[Page text]:
········

We evaluated the accuracy of our approach and compared it to other recently published studies which also used algorithms for extracting landslide scars from Sentinel-2 data and employed very high spatial resolution imagery for validation, as we did in our own analysis54,55. Our results (ACC = 0.95 with the F1_score = 0.83 and MCC = 0.80) are in line with their results (Qu ei al., 2021 with a user’s accuracy = 95.38% and a producer’s accuracy = 91.21%) or show a more accurate performance (user’s accuracy = 90.8% and producer’s accuracy = 74.9% for the 2018 year for54.

Unlike these works, which focused just on the detection of vegetation disturbances, our method estimates simultaneously land changes involving bare soil, impervious areas, vegetation, and water in the near surface that result in changes in Brightness, Greenness and Wetness suitable to detect displacement from hillslopes involving rocks, soil, and both wet and dry vegetation. This interpretation of changes is aided by the physical nature of the TCT indices which allow colors in the composite image to be related to physical characteristics of the changes87.

Moreover, our procedure does not require the selection of a threshold for the landslide scar extraction that, as known, is a problem far from trivial.

········

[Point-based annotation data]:
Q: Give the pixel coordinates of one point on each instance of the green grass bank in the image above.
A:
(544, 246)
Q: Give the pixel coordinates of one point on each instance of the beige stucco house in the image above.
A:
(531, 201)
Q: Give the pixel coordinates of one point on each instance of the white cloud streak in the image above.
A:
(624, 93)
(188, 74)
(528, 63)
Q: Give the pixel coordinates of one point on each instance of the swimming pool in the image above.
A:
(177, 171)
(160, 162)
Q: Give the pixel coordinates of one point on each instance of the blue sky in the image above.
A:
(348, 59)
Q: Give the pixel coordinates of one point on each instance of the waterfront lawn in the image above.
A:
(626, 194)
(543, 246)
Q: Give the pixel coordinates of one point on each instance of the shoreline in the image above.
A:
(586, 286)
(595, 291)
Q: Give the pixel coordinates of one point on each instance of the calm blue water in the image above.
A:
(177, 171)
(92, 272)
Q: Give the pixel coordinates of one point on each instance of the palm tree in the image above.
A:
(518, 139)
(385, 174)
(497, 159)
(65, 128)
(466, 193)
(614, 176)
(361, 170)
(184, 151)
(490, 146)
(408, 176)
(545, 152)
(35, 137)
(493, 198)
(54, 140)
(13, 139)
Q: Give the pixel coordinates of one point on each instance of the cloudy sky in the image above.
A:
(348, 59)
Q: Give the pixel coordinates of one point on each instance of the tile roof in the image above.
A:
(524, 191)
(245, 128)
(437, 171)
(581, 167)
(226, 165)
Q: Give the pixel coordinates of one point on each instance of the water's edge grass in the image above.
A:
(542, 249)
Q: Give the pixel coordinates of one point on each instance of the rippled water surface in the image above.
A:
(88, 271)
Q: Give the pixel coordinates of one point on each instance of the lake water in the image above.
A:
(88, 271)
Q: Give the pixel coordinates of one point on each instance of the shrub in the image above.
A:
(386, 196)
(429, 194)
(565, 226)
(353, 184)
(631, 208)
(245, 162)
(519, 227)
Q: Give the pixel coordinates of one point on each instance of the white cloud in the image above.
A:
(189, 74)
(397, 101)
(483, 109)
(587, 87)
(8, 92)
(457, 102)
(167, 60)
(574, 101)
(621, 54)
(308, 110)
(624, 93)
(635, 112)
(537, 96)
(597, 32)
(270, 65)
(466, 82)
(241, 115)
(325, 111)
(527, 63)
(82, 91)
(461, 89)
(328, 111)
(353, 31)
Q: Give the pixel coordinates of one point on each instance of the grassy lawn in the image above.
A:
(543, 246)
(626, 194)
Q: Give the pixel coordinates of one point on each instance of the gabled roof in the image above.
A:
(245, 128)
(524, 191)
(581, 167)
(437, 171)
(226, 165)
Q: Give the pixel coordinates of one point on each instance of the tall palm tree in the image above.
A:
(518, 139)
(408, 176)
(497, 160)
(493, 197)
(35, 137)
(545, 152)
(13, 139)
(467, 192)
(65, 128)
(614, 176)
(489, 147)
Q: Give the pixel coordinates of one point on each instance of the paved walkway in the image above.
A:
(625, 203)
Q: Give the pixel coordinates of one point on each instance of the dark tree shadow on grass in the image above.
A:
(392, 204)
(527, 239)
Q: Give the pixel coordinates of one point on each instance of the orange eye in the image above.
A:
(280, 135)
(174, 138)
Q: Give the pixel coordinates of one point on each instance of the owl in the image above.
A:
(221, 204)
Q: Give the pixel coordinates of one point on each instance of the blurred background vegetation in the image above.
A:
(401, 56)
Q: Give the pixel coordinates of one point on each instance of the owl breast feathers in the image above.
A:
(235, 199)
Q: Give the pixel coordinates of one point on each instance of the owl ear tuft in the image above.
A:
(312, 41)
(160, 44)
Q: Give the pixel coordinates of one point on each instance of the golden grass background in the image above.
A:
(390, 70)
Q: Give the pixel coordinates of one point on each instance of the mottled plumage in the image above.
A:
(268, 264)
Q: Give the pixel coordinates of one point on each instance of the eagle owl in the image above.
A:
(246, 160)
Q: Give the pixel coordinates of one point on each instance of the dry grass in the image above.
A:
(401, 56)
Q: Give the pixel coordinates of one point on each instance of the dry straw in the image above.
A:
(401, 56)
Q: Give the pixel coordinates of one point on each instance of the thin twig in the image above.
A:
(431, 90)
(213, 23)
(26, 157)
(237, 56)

········

[Objectives]:
1. Copy the entries word for word, from the line containing "plumage in the image above." through the final line of the entries, with both ends included.
2. Please continue the passage on detecting landslide scars from Sentinel-2 data, starting after its last sentence.

[Solved problems]:
1.
Q: Give the pixel coordinates of one point on each instance of the mottled plumage in the image above.
A:
(268, 264)
Q: Give the pixel coordinates of one point on each instance of the eagle owl in the image above.
A:
(246, 160)
Q: Give the pixel coordinates of one point on each instance of the dry grass in the image above.
A:
(401, 56)
Q: Give the pixel coordinates of one point on each instance of the dry straw in the image above.
A:
(401, 56)
Q: Give the pixel coordinates of one point on each instance of the thin twig in the image above.
A:
(431, 90)
(213, 23)
(26, 157)
(237, 56)

2.
If the soil types surrounding the landslide are composed by soil material with reflectance values similar to the ones of the landslide, the performance of our approach may be limited. This is the case, in our study, of the presence of the clay slopes and badlands located at the border of the landslide and consisting in the same lithology of the main landslide body. In fact, although it was stable, showed the same values of brightness of the landslide, making its scars larger. Generally, this is a typical commission error occurring on the borders. Instead, an omission error might occur if the soil material is collected in an area already occupied with the same material, by creating an accumulation.

Moreover, errors can derive from the presence of vegetation. In fact, sometimes rests of vegetation (trees and bushes involved in the gravitational phenomena) destroyed by the landslide moved replacing some areas of the landslide scars. If they occur within pixels adjacent to vegetation pixels (such as, for example, woods) an omission error occurs, and the landslide scar is smaller as our case study showed.

As optical satellite images, Sentinel-2 data are significantly influenced by the presence of clouds and shadows89,90 that, as our work revealed, can affect the results. To overcome these limits, the acquisition of available optical data free of clouds in the areas of interest and collected when the sun is at its azimuth is recommended. On the contrary, a de-shadowing method91,92,93 may be applied in the image pre-processing.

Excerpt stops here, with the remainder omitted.